Set exercise:
Copy out the entries below with "benchmark" changed to "evaluation" in every entry, keeping everything else the same.

Entries:
= = =

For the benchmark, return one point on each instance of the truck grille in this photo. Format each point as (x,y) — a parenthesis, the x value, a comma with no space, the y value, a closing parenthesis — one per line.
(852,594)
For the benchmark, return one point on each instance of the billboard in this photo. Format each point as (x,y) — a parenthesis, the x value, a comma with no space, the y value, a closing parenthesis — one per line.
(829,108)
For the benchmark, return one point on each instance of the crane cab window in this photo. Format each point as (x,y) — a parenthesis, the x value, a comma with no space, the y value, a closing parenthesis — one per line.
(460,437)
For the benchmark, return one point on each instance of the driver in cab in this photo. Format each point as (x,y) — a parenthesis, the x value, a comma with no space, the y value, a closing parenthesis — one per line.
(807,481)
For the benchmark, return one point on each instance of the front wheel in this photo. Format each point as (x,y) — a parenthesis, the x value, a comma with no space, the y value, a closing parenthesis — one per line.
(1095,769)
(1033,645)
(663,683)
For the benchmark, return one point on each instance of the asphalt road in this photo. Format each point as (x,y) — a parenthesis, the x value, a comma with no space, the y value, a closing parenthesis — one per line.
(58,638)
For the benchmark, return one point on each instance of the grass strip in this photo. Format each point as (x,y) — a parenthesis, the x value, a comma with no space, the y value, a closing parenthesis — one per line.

= = =

Solution:
For the evaluation, return one point on each instance of the truck grille in this photo. Format each point as (x,y) — a parenthesis, the x value, a comma with no space, the y value, a closing parenthesis — one per line.
(852,594)
For the evaluation, return one point on each instance of the billboard in this photo. Format each point as (x,y) — a parenthesis, the x value, a comma with no space, the y value, a closing parenthesis — one per line.
(829,108)
For the evaluation, return one point on each instance of the crane cab window in this photo. Format each point as (x,y) — a parenthesis, the x value, a comma with no space, the y value, a closing parenthesis — one per line.
(460,437)
For the evaluation, return one point on each instance of the driver in cab in this photo. Format each point as (x,y) — a parenthesis, the x value, a comma with no space, the y value, a closing parenthesis — one per line.
(807,481)
For the evaluation, return one point on each instance of the front wheel in this photo. Format each point as (x,y) — a parenthesis, the x value, a comma with no space, the y value, a closing parenthesis — one per line.
(1095,769)
(1033,645)
(663,683)
For the evaluation, return one point on each instance of the asphalt road in this photo. Format each point as (x,y) — a parenthesis, the x value, a comma with no space, the y value, a closing parenthesis — one per line.
(58,638)
For the evaluation, return one point on each instance of the grass strip in this photo. Format each point as (x,y) — a parenthesis, the x value, a comma with no space, the y value, a closing parenthesis — one per line.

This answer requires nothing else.